The results presented in Table 1 show that using the ABTS•+ method, turmeric had the highest antioxidant activity (118.6 μmol Trolox/g), followed by watercress (97.1 μmol Trolox/g) and lettuce (85.8 μmol Trolox/g).
The analysis of the antioxidant activity of commonly consumed vegetables grown in Colorado (USA) using the ABTS•+ method showed that spinach and broccoli presented antioxidant activity of approximately 50 μmol Trolox/g and 40 μmol Trolox/g, respectively, a result similar to our findings, of 41.2 μmol Trolox/g and 43.0 μmol Trolox/g, respectively [20].
Turmeric (92.8%) and lettuce (90%) showed the highest antioxidant activity by the β-carotene bleaching method, while turnip (3.4%) presented the lowest result. One factor that may influence this analysis is the medium where the reaction occurs, characterized as an emulsion, with polar and non-polar regions simultaneously. Therefore, depending on the polarity of the sample, it can interact more or less intensely with the emulsion.

» **Work to do**
Carry the passage on vegetable antioxidant activity forward from its last sentence. The material after this point is separate from the passage on antioxidant activity in vegetables.

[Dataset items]

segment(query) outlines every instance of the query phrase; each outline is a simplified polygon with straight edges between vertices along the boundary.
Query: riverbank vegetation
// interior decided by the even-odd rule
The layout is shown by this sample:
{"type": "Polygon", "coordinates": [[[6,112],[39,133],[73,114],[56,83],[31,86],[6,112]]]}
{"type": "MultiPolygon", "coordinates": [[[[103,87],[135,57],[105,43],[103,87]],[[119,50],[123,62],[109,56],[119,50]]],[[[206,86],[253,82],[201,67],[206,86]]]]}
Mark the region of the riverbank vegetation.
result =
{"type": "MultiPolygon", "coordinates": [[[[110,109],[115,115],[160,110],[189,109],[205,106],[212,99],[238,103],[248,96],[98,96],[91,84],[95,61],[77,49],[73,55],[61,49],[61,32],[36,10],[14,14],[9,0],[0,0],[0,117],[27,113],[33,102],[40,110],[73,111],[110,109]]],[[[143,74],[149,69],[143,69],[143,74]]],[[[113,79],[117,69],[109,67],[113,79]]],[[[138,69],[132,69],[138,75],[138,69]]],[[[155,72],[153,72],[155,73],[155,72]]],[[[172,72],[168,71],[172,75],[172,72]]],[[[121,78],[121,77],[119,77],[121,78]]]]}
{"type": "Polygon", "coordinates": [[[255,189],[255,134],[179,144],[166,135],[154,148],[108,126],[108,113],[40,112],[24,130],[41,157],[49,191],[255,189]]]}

» **Response to this task**
The highest ability to reduce Fe3+ to Fe2+ was found in lettuce (447.1 μmol Fe2+/g), watercress (277.4 μmol Fe2+/g), and spinach (273.3 μmol Fe2+/g) (Table 1). Studying wild artichoke from Slovakia, Kukić et al. [28] reported 350 μmol Fe2+/g in dry basis for ethanol extracts, and 340 μmol Fe2+/g for aqueous extracts. In contrast, in the present study, Brazilian artichoke showed much lower ability to reduce Fe3+ (98.7 μmol Fe2+/g).
The Rancimat method is widely used for the determination of the oxidative stability of natural fats and oils. The induction period is characterized by change in conductivity of deionized water due to oxidation-generated products. The process is carried out under high temperatures and constant aeration. All vegetables tested, except the escarole, had a longer induction period compared to the control (pure soybean oil, without added antioxidants), with a protection factor and consequent antioxidant activity (Table 1). The vegetables that showed the highest protection factors were watercress (1.29), broccoli (1.29) and chives (1.24), while escarole showed no protection against lipid oxidation. It could be inferred that, except for escarole, soybean oil added to vegetable extracts required a longer time to form free radicals, reactive molecules that trigger the initiation phase of the oxidation process, thus delaying the propagation phase and, consequently, the termination phase.
The highest antioxidant activities by the DPPH method were found in lettuce, artichoke, turmeric, spinach, escarole, and watercress (77.2, 70.1, 57.6, 50.9, 48.1, and 44.0 μmol Trolox/g, respectively) (Table 1).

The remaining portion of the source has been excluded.